Ausgewählter Auszug:
###

Meine Rekorde mit Hardtail (völlig ungefedert) mit Semislick-Bereifung:

1999: 73,4km/h mit Gepäcktaschen von der Jugendherberge aufm Berg in Bacharach (Rhein) runter, unten ist eine 90°-Kurve. (Alivio-Cantilever-Bremsen)

1997: 54,0km/h auf gerader Strecke mit übelstem Rückenwind, *freihändig* auf einem schnurgeradem Radweg!!

2002: ca. 50km/h im Gelände, breiter Wadweg, wenig Gefälle, aber lange Abfahrt und ohne Kurve im Siebengebirge. (LX-V-Brakes)

1998: 67,3km/h in einer 30er-Zone sehr leichte aber lange gerade Abfahrt, vorbei an zwei Autos, die wohl 50 gefahren sind. Die Blicke der Fahrer werd ich nie vergessen. 
(mit Cantilever-Bremsen)


----------



## MTB-News.de




----------



## TheBlues (23. September 2004)

bei extrem starken rückenwind (sturmwarnung) mit'm treckingbike 56 km/h auf der ebene...

74 km/h mit'm mountainbike auf'ner steilen waldautobahnabfahrt


----------



## Riderman (23. September 2004)

mein Radl is auch schon mal 120 km/h gefahren...wo is das Problem


----------



## TheBlues (23. September 2004)

Riderman schrieb:
			
		

> mein Radl is auch schon mal 120 km/h gefahren...wo is das Problem


----------



## schroeti (23. September 2004)

null Problemo.....

###

Gestellte Aufgabe A:
Beantworte diese Fragen zum Auszug über Geschwindigkeitsrekorde mit dem Fahrrad:
(i) Welche Geschwindigkeit wurde 1999 bei der Abfahrt in Bacharach erreicht?
(ii) Mit welchen Bremsen war das Rad bei der Fahrt 2002 im Siebengebirge ausgestattet?
(iii) Welche Geschwindigkeit nennt TheBlues für die Fahrt mit dem Trekkingrad auf der Ebene?
Gestellte Aufgabe B:
Gib den Teil des Auszugs über Geschwindigkeitsrekorde mit dem Fahrrad wortgetreu wieder, der mit den Worten „2002: ca. 50km/h“ beginnt und mit „(mit Cantilever-Bremsen)“ endet.

Vorliegende Daten:
###

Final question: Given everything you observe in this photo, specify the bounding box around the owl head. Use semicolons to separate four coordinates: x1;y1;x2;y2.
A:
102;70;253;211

###

Antwort zur Aufgabe A:
(i) 73,4 km/h
(ii) Mit LX-V-Brakes
(iii) 56 km/h

Antwort zur Aufgabe B:
2002: ca. 50km/h im Gelände, breiter Wadweg, wenig Gefälle, aber lange Abfahrt und ohne Kurve im Siebengebirge. (LX-V-Brakes)

1998: 67,3km/h in einer 30er-Zone sehr leichte aber lange gerade Abfahrt, vorbei an zwei Autos, die wohl 50 gefahren sind. Die Blicke der Fahrer werd ich nie vergessen. 
(mit Cantilever-Bremsen)